**READING PASSAGE**
Begin

Mordal: Automated Pretrained Model Selection for Vision Language Models

Mordal is an automated framework for finding the best vision-language model (VLM) for a given task. It uses clustering and early stopping to reduce search time by 8.9×--11.6× compared to grid search, while achieving 69% higher weighted Kendall's τ than state-of-the-art model selection methods.

Installation

Prerequisites

Python 3.8+
CUDA-capable GPU (recommended)
PyTorch 2.0+

Setup

Clone the repository:

git clone <repository-url>
cd mordal

Install dependencies:

pip install torch torchvision transformers
pip install scipy scikit-learn numpy
pip install click wandb tqdm
pip install pillow

Install the package in development mode:

pip install -e .

Install submodules (if needed):

# The codebase includes 3rdparty/cornstarch and 3rdparty/lmms_eval
# Make sure these are properly set up

Overview

Mordal automatically finds the best VLM for your task through three stages:

Clustering - Groups similar vision encoders and language models using CKA metrics
Early Stopping - Uses Successive Halving Algorithm to eliminate poor candidates early
Scaling Prediction - Predicts full-data performance using log-linear scaling laws

Quick Start

Step 1: Compute CKA Metrics

python scripts/compute_cka_vlms.py \
    --vision_encoder_names siglip clip dfn5b \
    --language_model_name meta-llama/Llama-2-7b-chat-hf \
    --dataset_dir /path/to/dataset \
    --dataset_file_name llava_v1_5_mix665k.json \
    --batch_size 8 \
    --device_id 0 \
    --output_file metrics/projector_cka.json

Step 2: Run Mordal Pipeline

python run_mordal.py \
    --metrics_file metrics/projector_cka.json \
    --data_dir /path/to/dataset \
    --data_file_name llava_v1_5_mix665k.json \
    --threshold_vision 0.5 \
    --threshold_llm 0.5 \
    --num_epoch 20 \
    --batch_size 4 \
    --device_id 0 \
    --use_sha \
    --task_name sqa \
    --num_iterations 1000

Running the Full Pipeline

Basic Usage

python run_mordal.py \
    --metrics_file metrics/projector_cka.json \
    --data_dir /path/to/dataset \
    --data_file_name llava_v1_5_mix665k.json \
    --threshold_vision 0.5 \
    --threshold_llm 0.5 \
    --num_epoch 20 \
    --batch_size 4 \
    --device_id 0

With Early Stopping (SHA)

End

**DATASET EXCERPTS**
Begin

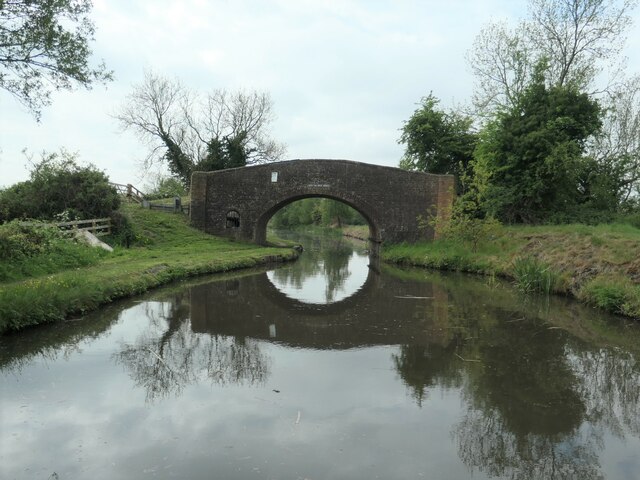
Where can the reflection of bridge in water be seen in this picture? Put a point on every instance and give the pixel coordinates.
(377, 314)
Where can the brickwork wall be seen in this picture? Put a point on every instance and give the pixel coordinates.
(389, 198)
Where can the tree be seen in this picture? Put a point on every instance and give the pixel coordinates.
(437, 141)
(225, 130)
(44, 46)
(528, 163)
(616, 150)
(577, 38)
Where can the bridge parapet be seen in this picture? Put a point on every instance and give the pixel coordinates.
(239, 202)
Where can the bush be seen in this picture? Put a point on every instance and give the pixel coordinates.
(19, 241)
(167, 187)
(58, 184)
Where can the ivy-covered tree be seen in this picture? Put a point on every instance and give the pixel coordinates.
(437, 141)
(529, 161)
(45, 46)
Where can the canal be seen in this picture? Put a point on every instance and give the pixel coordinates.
(332, 367)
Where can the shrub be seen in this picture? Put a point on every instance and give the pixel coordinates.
(166, 187)
(58, 184)
(463, 225)
(18, 241)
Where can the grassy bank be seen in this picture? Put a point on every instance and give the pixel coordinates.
(165, 249)
(599, 265)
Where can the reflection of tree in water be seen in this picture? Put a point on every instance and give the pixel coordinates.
(323, 255)
(169, 355)
(424, 366)
(539, 402)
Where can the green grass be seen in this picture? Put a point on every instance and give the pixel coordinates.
(598, 264)
(166, 249)
(532, 275)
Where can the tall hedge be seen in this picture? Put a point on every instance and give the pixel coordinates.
(59, 185)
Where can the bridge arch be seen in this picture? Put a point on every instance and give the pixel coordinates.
(239, 202)
(273, 207)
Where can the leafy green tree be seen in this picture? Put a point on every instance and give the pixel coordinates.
(188, 133)
(45, 46)
(581, 39)
(529, 159)
(437, 141)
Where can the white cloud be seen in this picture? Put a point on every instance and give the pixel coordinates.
(344, 75)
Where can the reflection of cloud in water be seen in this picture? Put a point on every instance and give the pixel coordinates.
(325, 284)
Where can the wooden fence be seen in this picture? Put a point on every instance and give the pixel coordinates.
(129, 191)
(168, 208)
(97, 226)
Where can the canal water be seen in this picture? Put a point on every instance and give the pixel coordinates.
(332, 367)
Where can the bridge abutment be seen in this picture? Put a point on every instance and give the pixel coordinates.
(239, 202)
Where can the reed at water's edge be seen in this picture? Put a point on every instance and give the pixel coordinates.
(599, 265)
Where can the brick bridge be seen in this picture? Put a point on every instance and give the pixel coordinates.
(239, 202)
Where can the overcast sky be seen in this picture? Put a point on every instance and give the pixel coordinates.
(343, 75)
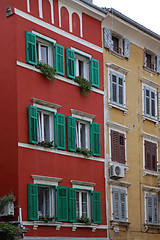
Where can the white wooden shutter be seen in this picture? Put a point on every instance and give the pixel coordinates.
(107, 38)
(126, 48)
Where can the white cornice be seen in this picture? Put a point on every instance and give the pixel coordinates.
(117, 68)
(118, 126)
(149, 82)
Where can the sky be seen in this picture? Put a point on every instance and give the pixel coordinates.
(145, 12)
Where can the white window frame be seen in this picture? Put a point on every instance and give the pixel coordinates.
(87, 134)
(151, 139)
(126, 198)
(145, 204)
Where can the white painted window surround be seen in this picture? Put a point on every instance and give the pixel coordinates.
(70, 11)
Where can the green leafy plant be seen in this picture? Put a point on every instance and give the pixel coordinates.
(85, 220)
(10, 232)
(46, 144)
(48, 71)
(83, 151)
(5, 200)
(85, 85)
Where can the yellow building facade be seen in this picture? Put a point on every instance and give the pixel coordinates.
(132, 115)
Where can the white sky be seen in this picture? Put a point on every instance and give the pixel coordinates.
(145, 12)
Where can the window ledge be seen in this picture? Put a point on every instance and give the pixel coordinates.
(116, 224)
(116, 54)
(150, 70)
(155, 120)
(150, 172)
(152, 226)
(124, 109)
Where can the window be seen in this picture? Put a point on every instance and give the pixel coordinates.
(83, 204)
(117, 88)
(150, 98)
(81, 65)
(149, 60)
(40, 49)
(79, 134)
(82, 135)
(70, 203)
(150, 155)
(117, 147)
(152, 209)
(119, 204)
(116, 43)
(46, 201)
(46, 126)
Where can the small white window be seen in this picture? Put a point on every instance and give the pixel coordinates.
(82, 204)
(82, 135)
(45, 126)
(45, 51)
(82, 66)
(45, 202)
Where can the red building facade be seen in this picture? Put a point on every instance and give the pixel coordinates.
(48, 129)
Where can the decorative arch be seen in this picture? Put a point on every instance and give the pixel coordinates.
(64, 19)
(75, 24)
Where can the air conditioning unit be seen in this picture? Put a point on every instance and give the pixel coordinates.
(116, 171)
(8, 210)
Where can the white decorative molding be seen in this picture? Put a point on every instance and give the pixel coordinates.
(119, 183)
(57, 151)
(155, 120)
(150, 137)
(82, 114)
(117, 68)
(46, 180)
(46, 104)
(150, 189)
(57, 30)
(149, 172)
(58, 77)
(150, 83)
(124, 109)
(118, 126)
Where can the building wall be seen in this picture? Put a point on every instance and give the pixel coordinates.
(130, 123)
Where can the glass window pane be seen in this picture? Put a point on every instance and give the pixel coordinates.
(44, 54)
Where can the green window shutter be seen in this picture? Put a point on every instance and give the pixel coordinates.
(96, 207)
(71, 133)
(59, 51)
(62, 204)
(95, 72)
(60, 127)
(31, 53)
(96, 142)
(70, 63)
(72, 205)
(32, 202)
(33, 125)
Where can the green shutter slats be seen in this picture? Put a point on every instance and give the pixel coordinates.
(59, 52)
(95, 72)
(31, 53)
(70, 63)
(33, 125)
(71, 133)
(60, 131)
(96, 144)
(72, 204)
(96, 207)
(62, 204)
(32, 202)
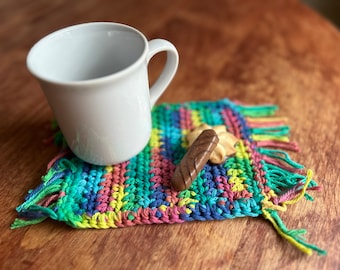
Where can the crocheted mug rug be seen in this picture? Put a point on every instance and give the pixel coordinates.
(259, 180)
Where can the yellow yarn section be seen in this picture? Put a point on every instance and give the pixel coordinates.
(236, 180)
(155, 138)
(99, 220)
(118, 195)
(267, 205)
(195, 118)
(290, 239)
(241, 151)
(187, 201)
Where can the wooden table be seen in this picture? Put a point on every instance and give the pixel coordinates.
(257, 52)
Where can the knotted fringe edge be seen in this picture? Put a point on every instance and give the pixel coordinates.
(286, 179)
(283, 180)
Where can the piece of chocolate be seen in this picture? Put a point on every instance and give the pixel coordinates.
(194, 160)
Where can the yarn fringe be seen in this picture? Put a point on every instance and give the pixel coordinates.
(282, 180)
(286, 179)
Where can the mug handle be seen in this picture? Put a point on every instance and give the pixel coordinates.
(169, 70)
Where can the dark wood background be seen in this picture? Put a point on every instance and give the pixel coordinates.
(258, 52)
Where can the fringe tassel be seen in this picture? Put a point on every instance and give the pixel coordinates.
(40, 203)
(292, 236)
(285, 178)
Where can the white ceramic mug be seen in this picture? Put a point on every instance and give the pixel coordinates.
(95, 78)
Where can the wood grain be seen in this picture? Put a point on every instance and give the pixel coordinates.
(257, 52)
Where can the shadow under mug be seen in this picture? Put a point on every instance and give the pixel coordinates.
(95, 78)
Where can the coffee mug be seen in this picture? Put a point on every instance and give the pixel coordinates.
(94, 76)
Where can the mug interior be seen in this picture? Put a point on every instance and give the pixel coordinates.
(86, 52)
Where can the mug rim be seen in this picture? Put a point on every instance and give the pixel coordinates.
(104, 78)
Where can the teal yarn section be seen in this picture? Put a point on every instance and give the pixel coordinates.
(259, 180)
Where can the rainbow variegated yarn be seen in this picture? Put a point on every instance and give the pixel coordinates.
(260, 179)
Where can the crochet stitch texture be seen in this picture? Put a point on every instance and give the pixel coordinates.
(260, 179)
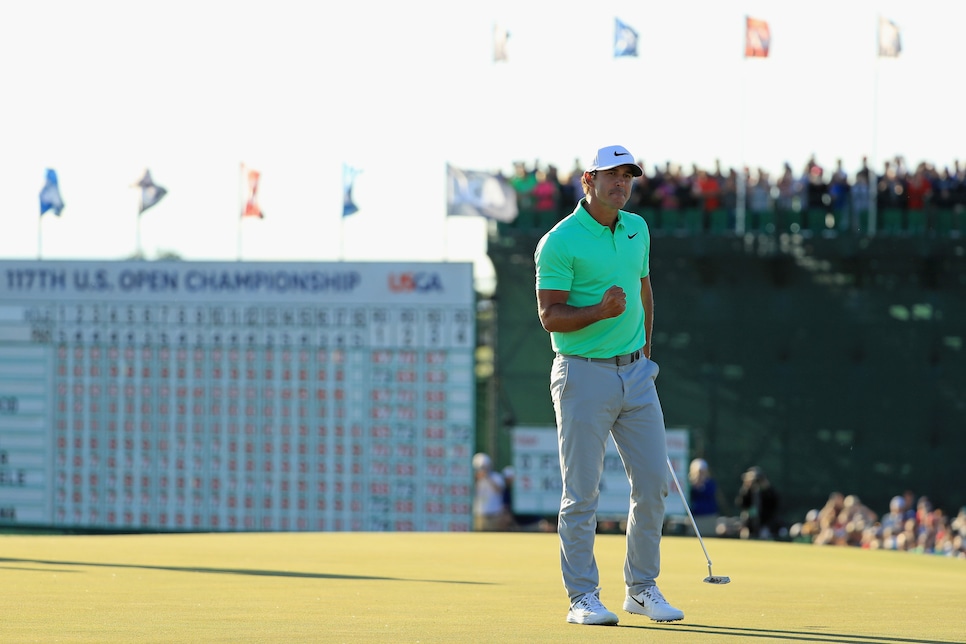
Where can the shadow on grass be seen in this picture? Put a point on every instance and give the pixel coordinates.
(818, 635)
(229, 571)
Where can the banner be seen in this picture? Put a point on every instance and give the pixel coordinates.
(757, 38)
(890, 44)
(625, 40)
(50, 199)
(480, 194)
(151, 193)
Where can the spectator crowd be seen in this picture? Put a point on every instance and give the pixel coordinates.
(910, 525)
(899, 200)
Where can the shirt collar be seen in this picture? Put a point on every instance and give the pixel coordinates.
(592, 225)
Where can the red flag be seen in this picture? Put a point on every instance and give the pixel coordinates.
(757, 38)
(251, 208)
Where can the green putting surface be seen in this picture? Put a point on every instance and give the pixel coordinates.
(480, 587)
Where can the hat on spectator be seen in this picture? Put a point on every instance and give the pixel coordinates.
(482, 461)
(614, 156)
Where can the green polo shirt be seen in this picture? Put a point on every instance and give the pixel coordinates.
(583, 257)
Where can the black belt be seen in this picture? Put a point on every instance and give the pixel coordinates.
(620, 361)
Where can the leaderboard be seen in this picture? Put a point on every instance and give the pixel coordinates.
(236, 396)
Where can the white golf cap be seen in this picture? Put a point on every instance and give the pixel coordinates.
(614, 156)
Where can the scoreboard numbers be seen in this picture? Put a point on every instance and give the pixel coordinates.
(237, 396)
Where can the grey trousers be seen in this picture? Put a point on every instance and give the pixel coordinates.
(592, 400)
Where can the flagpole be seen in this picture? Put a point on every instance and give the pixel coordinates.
(342, 237)
(742, 179)
(137, 249)
(238, 213)
(873, 176)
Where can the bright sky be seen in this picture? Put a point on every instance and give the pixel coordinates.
(101, 89)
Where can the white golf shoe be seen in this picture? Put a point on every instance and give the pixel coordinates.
(651, 602)
(589, 610)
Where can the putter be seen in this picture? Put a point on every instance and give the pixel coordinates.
(711, 578)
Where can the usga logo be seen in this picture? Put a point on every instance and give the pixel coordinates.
(415, 282)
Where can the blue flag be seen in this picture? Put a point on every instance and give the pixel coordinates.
(625, 40)
(151, 193)
(50, 198)
(348, 183)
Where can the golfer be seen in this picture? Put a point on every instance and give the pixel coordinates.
(594, 297)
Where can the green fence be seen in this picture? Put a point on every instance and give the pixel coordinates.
(834, 364)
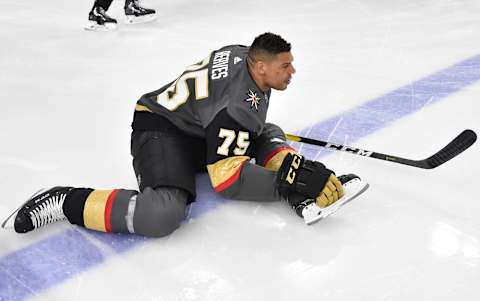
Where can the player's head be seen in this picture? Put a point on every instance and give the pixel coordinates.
(270, 61)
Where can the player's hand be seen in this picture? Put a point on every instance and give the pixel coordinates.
(331, 193)
(299, 179)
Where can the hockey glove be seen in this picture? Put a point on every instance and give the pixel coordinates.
(299, 179)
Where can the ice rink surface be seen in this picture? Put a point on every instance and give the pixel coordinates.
(398, 77)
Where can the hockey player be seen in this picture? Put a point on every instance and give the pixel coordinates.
(134, 12)
(211, 118)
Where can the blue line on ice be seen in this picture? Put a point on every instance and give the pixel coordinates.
(62, 256)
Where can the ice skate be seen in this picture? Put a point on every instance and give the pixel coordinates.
(98, 20)
(137, 14)
(43, 208)
(312, 213)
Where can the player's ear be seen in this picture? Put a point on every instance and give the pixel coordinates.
(261, 67)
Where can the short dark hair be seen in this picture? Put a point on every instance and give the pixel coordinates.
(268, 44)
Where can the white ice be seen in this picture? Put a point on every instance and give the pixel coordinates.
(67, 98)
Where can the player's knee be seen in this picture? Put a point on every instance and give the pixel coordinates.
(159, 212)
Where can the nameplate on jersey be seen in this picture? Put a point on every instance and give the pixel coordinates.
(220, 64)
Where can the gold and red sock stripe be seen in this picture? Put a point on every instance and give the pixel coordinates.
(224, 173)
(98, 209)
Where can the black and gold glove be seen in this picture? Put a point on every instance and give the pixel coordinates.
(299, 179)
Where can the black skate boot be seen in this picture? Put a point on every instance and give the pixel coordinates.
(138, 14)
(42, 208)
(98, 20)
(353, 186)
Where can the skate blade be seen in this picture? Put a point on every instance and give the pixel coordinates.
(93, 26)
(353, 189)
(9, 222)
(142, 19)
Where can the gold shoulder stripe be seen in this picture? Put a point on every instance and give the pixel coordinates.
(223, 170)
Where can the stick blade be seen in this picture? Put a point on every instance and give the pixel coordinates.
(463, 141)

End

**TASKS TO CARRY OUT**
(1) Reproduce the Mordal documentation starting with "Mordal is an" and going on through "CUDA-capable GPU (recommended)", renaming "grid search" to "exhaustive search".
(2) Continue the Mordal documentation from its last line.

**IN RESPONSE**
(1)
Mordal is an automated framework for finding the best vision-language model (VLM) for a given task. It uses clustering and early stopping to reduce search time by 8.9×--11.6× compared to exhaustive search, while achieving 69% higher weighted Kendall's τ than state-of-the-art model selection methods.

Installation

Prerequisites

Python 3.8+
CUDA-capable GPU (recommended)

(2)
python run_mordal.py \
    --metrics_file metrics/projector_cka.json \
    --data_dir /path/to/dataset \
    --data_file_name llava_v1_5_mix665k.json \
    --threshold_vision 0.5 \
    --threshold_llm 0.5 \
    --num_epoch 20 \
    --batch_size 4 \
    --device_id 0 \
    --use_sha \
    --task_name sqa \
    --num_iterations 1000 \
    --sha_top_k 3

Key Parameters

--metrics_file: Path to CKA metrics JSON file
--threshold_vision / --threshold_llm: Clustering thresholds (0-1)
--use_sha: Enable early stopping
--task_name: Task for evaluation (required with --use_sha)
--num_iterations: Training iterations
--sha_top_k: Number of top candidates to keep

Training a Single Model

python -m mordal.train \
    --vision_encoder_name google/siglip-so400m-patch14-384 \
    --language_model_name meta-llama/Llama-2-7b-chat-hf \
    --wandb_name my_experiment \
    --dataset_dir /path/to/dataset \
    --dataset_file_name llava_v1_5_mix665k.json \
    --num_epoch 20 \
    --batch_size 4 \
    --device_id 0

Resume from Checkpoint

python -m mordal.train \
    --vision_encoder_name google/siglip-so400m-patch14-384 \
    --language_model_name meta-llama/Llama-2-7b-chat-hf \
    --wandb_name my_experiment \
    --dataset_dir /path/to/dataset \
    --dataset_file_name llava_v1_5_mix665k.json \
    --num_epoch 20 \
    --batch_size 4 \
    --device_id 0 \
    --projector_checkpoint_name /path/to/projector_checkpoint \
    --lora_checkpoint_name /path/to/lora_checkpoint \
    --checkpoint_iter_num 5000

Evaluating a Model

python scripts/run_single_model_eval.py \
    --pretrained_model /path/to/pretrained_model \
    --tasks sqa seedbench \
    --batch_size 1 \
    --limit 500

Or using the evaluation module:

python -m mordal.eval \
    --vision_encoder_name google/siglip-so400m-patch14-384 \
    --language_model_name meta-llama/Llama-2-7b-chat-hf \
    --projector_checkpoint_name /path/to/projector_checkpoint \
    --lora_checkpoint_name /path/to/lora_checkpoint \
    --task_name sqa

Common tasks: sqa, seedbench, mmmu_val (from lmms_eval)

Supported Models

See run_mordal.py for full model names.

Dataset Format

LLaVA format: JSON file with image and conversations fields, plus image directory.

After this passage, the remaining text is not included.